### Extracted entries

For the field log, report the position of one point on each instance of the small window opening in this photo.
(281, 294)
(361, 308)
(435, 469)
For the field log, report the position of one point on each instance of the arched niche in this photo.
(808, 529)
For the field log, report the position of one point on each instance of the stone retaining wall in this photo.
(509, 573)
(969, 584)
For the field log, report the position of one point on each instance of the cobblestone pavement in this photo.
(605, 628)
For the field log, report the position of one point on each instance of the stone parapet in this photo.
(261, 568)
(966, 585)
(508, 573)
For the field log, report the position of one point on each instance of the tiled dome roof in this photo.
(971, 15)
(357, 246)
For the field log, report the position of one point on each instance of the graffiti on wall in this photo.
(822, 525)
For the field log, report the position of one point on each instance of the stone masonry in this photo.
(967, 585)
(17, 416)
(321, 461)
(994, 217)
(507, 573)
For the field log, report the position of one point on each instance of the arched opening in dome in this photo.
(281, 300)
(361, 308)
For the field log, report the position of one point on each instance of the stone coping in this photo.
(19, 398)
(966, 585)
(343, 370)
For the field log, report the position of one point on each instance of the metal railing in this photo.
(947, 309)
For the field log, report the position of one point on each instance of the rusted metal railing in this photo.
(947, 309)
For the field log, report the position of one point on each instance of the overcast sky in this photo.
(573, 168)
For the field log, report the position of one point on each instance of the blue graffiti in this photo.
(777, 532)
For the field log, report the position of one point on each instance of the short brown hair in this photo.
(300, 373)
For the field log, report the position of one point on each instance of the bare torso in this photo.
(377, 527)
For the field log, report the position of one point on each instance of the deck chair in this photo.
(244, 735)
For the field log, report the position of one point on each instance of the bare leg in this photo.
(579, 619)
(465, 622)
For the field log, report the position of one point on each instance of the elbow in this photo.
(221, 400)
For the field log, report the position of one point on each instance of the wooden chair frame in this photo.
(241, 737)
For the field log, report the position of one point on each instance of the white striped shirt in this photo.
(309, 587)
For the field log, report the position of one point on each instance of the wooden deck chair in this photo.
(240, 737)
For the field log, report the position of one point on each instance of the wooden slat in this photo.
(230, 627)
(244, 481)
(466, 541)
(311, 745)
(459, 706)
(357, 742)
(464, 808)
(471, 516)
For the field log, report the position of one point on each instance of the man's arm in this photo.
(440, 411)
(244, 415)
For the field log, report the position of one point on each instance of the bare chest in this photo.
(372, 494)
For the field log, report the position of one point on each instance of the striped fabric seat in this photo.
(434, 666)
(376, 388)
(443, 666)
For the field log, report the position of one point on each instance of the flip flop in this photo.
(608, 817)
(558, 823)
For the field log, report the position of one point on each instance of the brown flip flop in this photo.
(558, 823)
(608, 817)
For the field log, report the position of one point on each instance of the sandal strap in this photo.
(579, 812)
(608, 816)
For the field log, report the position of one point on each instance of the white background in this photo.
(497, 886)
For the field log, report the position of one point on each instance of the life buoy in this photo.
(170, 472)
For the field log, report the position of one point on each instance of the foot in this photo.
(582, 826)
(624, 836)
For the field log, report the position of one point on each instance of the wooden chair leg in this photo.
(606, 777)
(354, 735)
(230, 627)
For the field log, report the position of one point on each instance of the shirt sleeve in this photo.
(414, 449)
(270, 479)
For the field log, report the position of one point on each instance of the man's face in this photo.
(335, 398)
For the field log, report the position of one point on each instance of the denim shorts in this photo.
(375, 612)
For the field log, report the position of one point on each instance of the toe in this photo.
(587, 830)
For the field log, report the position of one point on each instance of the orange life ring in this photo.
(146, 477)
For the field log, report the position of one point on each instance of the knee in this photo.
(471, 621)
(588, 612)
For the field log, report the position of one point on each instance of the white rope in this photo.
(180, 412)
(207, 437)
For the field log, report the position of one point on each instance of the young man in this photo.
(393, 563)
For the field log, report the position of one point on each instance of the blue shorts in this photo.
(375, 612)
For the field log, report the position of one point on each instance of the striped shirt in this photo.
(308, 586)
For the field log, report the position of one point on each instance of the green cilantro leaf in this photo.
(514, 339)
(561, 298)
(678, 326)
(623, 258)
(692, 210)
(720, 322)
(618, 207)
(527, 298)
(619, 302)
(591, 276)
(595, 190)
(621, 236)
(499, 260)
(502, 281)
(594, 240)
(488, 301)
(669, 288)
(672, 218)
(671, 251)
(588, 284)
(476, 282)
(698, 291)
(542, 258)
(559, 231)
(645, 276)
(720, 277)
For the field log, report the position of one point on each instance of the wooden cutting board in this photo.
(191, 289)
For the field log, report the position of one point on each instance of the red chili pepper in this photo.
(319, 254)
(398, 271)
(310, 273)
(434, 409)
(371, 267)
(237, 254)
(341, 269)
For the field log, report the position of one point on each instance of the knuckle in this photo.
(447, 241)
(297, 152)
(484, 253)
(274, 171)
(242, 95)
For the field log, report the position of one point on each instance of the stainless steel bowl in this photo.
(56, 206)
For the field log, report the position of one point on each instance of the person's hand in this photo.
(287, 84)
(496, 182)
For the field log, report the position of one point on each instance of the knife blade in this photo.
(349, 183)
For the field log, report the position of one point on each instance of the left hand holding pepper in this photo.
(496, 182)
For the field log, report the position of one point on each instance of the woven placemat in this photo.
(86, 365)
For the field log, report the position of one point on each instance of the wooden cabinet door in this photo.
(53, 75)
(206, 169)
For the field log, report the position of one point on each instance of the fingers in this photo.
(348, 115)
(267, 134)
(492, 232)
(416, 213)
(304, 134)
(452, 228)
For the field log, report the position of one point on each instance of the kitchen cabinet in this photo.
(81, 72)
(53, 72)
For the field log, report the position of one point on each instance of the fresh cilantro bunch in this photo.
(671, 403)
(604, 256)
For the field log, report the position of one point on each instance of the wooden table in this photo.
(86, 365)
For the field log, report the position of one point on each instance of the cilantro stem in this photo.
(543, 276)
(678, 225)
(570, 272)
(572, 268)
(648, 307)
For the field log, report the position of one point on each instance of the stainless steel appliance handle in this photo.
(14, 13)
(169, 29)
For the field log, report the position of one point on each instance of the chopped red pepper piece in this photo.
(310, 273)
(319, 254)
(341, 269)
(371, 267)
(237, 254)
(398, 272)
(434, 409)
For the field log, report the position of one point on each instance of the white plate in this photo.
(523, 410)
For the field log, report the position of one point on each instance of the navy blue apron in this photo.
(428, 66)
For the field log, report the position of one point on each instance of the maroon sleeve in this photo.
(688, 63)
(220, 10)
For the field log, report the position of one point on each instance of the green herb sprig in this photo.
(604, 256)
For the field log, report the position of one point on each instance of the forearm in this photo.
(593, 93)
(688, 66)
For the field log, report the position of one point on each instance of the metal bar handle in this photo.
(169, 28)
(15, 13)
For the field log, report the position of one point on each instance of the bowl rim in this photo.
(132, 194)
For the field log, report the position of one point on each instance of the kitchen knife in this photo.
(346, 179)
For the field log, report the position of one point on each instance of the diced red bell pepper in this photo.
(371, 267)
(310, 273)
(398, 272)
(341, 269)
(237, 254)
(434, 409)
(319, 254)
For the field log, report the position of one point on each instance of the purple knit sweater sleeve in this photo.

######

**Aim of the exercise**:
Quote every one of the records above word for word, with no line left out or changed.

**Problem solution**:
For the field log, report the position of one point on each instance of the small window opening in this photo.
(281, 294)
(361, 308)
(435, 469)
For the field log, report the position of one point on each instance of the arched niche in this photo.
(808, 529)
For the field log, report the position of one point on each instance of the stone retaining wall in this photo.
(509, 573)
(969, 584)
For the field log, report the position of one point on each instance of the cobblestone pavement in this photo.
(605, 628)
For the field log, report the position of one point on each instance of the stone parapet in this photo.
(261, 568)
(966, 585)
(508, 573)
For the field log, report the position of one point on each instance of the tiled dome roof in this photo.
(971, 15)
(357, 246)
For the field log, report the position of one point on each instance of the graffiti on wall in this photo.
(822, 525)
For the field log, report the position of one point on each instance of the stone masonry in this photo.
(967, 585)
(17, 416)
(321, 461)
(994, 217)
(507, 573)
For the field log, report the position of one point on each instance of the arched opening in dome in this photo.
(281, 300)
(361, 308)
For the field log, report the position of one point on each instance of the stone coping in this photo.
(19, 398)
(966, 585)
(343, 370)
For the field log, report the position of one point on each instance of the metal railing in this photo.
(947, 309)
For the field log, report the position of one point on each instance of the rusted metal railing in this photo.
(947, 309)
For the field log, report the position of one point on each instance of the overcast sky in this photo.
(573, 168)
For the field log, report the position of one point on each instance of the blue graffiti in this photo.
(777, 532)
For the field log, report the position of one point on each instance of the short brown hair in this photo.
(300, 373)
For the field log, report the position of one point on each instance of the bare torso in this photo.
(377, 527)
For the field log, report the position of one point on each instance of the deck chair in this photo.
(244, 735)
For the field log, report the position of one point on each instance of the bare leg in this photo.
(579, 619)
(465, 622)
For the field log, report the position of one point on each instance of the elbow in this photo.
(221, 400)
For the field log, report the position of one point on each instance of the wooden chair frame in this photo.
(241, 737)
For the field log, report the position of one point on each instance of the white striped shirt in this photo.
(309, 587)
For the field log, report the position of one point on each instance of the wooden deck chair in this photo.
(240, 737)
For the field log, report the position of one point on each instance of the wooden slat in this photo.
(230, 627)
(244, 481)
(466, 541)
(311, 745)
(459, 706)
(357, 742)
(464, 808)
(471, 516)
For the field log, report the position of one point on each instance of the man's arm in this photo.
(440, 411)
(244, 415)
For the field log, report the position of one point on each instance of the bare chest in this photo.
(372, 494)
For the field log, report the position of one point on each instance of the striped fabric seat in this photo.
(434, 666)
(376, 388)
(443, 666)
For the field log, report the position of one point on each instance of the flip flop in this photo.
(608, 817)
(558, 823)
For the field log, report the position of one point on each instance of the brown flip flop in this photo.
(558, 823)
(608, 817)
For the field log, report the position of one point on each instance of the sandal strap in this photo.
(579, 812)
(608, 816)
For the field log, report the position of one point on each instance of the white background in this photo.
(497, 886)
For the field log, report the position of one point on each instance of the life buoy in this photo.
(170, 472)
For the field log, report the position of one point on each instance of the foot in this photo.
(582, 826)
(624, 836)
For the field log, report the position of one point on each instance of the wooden chair leg in this photo.
(606, 777)
(354, 735)
(230, 627)
For the field log, report the position of one point on each instance of the shirt sleeve in this photo.
(414, 449)
(270, 479)
For the field log, report the position of one point on each instance of the man's face in this photo.
(335, 398)
For the field log, report the position of one point on each instance of the denim shorts in this photo.
(375, 612)
For the field log, report the position of one point on each instance of the toe in this photo.
(587, 830)
For the field log, report the position of one point on each instance of the orange life ring in this photo.
(146, 477)
For the field log, report the position of one point on each instance of the knee in this photo.
(471, 621)
(588, 612)
For the field log, report the position of one point on each instance of the white rope in this photo.
(180, 412)
(207, 437)
For the field log, report the position of one point on each instance of the young man in this photo.
(393, 563)
For the field log, report the position of one point on each instance of the blue shorts in this photo.
(375, 612)
For the field log, report the position of one point on each instance of the striped shirt in this photo.
(308, 586)
For the field log, report the position of one point on each instance of the green cilantro leaf in this photo.
(514, 339)
(561, 298)
(678, 326)
(623, 258)
(692, 210)
(720, 322)
(618, 207)
(527, 298)
(619, 302)
(591, 276)
(595, 190)
(621, 236)
(499, 260)
(502, 281)
(594, 240)
(488, 301)
(669, 288)
(672, 218)
(671, 251)
(588, 284)
(476, 282)
(698, 291)
(542, 258)
(559, 231)
(645, 276)
(720, 277)
For the field log, report the position of one point on each instance of the wooden cutting board in this photo.
(191, 289)
For the field log, report the position of one point on each instance of the red chili pepper in this photo.
(319, 254)
(398, 271)
(310, 273)
(434, 409)
(371, 267)
(237, 254)
(341, 269)
For the field log, report the position of one point on each instance of the knuckle in this photo.
(447, 241)
(297, 152)
(484, 253)
(274, 171)
(242, 95)
For the field log, report the position of one point on each instance of the stainless steel bowl in this photo.
(56, 206)
For the field log, report the position of one point on each instance of the person's hand in this photo.
(287, 84)
(496, 182)
For the field log, report the position of one point on each instance of the knife blade in this photo.
(349, 183)
For the field log, report the position of one point on each instance of the left hand holding pepper in this photo.
(496, 182)
For the field log, report the position of one point on each instance of the woven placemat in this photo.
(86, 365)
For the field log, report the position of one point on each instance of the wooden cabinet door in this photo.
(53, 75)
(206, 169)
For the field log, report the position of one point on each instance of the fingers in this photo.
(348, 115)
(267, 134)
(492, 232)
(416, 213)
(304, 134)
(452, 228)
For the field log, report the position of one point on each instance of the kitchen cabinet in this photo.
(81, 72)
(53, 72)
For the field log, report the position of one point on each instance of the fresh cilantro bunch in this photo.
(671, 403)
(604, 256)
For the field log, report the position of one point on each instance of the wooden table in this photo.
(86, 365)
For the field log, report the position of one point on each instance of the cilantro stem in this photo.
(543, 276)
(678, 225)
(570, 272)
(572, 268)
(648, 307)
For the field log, report the position of one point on each instance of the stainless steel appliance handle in this photo.
(14, 13)
(169, 29)
For the field log, report the position of one point on each instance of the chopped red pepper piece in this photo.
(310, 273)
(319, 254)
(341, 269)
(371, 267)
(237, 254)
(398, 272)
(434, 409)
For the field log, report the position of one point on each instance of the white plate in this photo.
(523, 410)
For the field log, report the position of one point on each instance of the navy blue apron in this photo.
(428, 66)
For the field log, report the position of one point on each instance of the maroon sleeve in this photo.
(688, 63)
(220, 10)
For the field log, report the position of one point on each instance of the green herb sprig in this photo.
(604, 256)
For the field log, report the position of one point on each instance of the forearm in this photo.
(593, 93)
(688, 66)
For the field log, report the position of one point on each instance of the metal bar handle in this photo.
(169, 28)
(15, 13)
For the field log, report the position of one point on each instance of the bowl rim in this photo.
(132, 194)
For the field log, report the position of one point on each instance of the kitchen knife in this photo.
(346, 179)
For the field log, report the position of one point on each instance of the diced red bell pepper in this photo.
(371, 267)
(310, 273)
(398, 272)
(341, 269)
(237, 254)
(434, 409)
(319, 254)
For the field log, report the position of one point on each instance of the purple knit sweater sleeve in this photo.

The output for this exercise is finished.